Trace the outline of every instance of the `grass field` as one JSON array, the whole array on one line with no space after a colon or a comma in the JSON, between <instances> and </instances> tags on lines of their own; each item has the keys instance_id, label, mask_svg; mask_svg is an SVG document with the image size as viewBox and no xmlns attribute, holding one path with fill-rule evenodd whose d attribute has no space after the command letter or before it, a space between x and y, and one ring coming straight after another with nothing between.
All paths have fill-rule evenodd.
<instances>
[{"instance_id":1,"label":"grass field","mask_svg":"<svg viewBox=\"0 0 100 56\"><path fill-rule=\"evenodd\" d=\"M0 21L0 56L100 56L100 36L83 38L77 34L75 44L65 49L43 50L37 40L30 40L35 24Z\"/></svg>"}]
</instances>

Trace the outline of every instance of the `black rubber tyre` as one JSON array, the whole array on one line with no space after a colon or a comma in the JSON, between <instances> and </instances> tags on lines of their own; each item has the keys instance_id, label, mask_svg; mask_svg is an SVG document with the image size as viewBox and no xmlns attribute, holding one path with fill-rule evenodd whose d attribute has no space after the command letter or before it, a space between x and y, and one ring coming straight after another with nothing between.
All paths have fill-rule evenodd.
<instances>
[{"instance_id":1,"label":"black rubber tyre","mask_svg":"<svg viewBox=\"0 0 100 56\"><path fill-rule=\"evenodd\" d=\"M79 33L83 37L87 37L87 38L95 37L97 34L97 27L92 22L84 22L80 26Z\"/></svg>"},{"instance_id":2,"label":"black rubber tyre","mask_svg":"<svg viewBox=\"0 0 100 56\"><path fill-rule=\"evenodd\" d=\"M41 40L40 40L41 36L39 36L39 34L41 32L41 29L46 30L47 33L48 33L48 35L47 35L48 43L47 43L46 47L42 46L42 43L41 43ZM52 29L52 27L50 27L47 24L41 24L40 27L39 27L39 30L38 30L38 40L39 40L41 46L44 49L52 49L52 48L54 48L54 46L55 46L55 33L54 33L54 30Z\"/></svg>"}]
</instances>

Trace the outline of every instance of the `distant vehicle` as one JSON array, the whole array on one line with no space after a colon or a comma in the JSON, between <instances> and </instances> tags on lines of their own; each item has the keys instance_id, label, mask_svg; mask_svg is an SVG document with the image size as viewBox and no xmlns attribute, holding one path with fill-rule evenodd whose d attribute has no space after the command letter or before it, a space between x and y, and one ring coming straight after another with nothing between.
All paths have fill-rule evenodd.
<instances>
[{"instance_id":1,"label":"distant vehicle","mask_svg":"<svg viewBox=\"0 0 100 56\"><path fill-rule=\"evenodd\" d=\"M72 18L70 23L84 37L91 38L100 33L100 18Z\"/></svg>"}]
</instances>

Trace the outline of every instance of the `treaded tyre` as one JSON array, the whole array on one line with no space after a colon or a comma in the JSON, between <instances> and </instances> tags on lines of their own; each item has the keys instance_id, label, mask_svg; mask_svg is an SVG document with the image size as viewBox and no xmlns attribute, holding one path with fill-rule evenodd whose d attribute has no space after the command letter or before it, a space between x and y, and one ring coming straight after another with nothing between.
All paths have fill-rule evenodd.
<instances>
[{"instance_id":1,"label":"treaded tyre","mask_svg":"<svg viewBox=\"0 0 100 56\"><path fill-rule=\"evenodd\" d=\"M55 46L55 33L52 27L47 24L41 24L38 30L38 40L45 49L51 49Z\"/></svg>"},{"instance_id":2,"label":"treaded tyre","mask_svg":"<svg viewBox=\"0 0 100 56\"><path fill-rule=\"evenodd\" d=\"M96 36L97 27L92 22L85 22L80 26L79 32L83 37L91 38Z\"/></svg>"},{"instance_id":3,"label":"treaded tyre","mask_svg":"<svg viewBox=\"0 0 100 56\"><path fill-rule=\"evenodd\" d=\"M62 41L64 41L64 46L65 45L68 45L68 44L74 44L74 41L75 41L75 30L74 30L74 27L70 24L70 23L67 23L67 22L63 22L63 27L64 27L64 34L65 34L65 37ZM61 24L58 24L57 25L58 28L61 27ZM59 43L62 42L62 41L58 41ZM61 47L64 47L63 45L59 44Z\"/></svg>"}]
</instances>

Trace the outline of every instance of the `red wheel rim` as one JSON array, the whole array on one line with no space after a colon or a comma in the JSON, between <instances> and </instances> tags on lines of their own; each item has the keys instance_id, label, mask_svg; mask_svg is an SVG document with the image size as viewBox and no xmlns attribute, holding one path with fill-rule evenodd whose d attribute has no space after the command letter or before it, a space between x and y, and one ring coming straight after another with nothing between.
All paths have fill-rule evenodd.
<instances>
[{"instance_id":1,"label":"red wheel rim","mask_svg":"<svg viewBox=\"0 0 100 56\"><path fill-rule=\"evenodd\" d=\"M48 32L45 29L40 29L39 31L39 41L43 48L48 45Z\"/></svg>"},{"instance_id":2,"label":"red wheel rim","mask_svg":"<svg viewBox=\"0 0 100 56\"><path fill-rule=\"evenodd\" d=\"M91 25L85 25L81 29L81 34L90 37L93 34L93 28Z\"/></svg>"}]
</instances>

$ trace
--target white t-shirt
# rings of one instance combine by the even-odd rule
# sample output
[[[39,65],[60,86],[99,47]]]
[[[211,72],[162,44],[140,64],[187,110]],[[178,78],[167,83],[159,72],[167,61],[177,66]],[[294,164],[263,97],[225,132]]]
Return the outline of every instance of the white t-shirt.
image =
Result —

__WHAT TO PRODUCE__: Select every line of the data that contains the word "white", with case counting.

__TASK RESULT__:
--target white t-shirt
Return the outline of every instance of the white t-shirt.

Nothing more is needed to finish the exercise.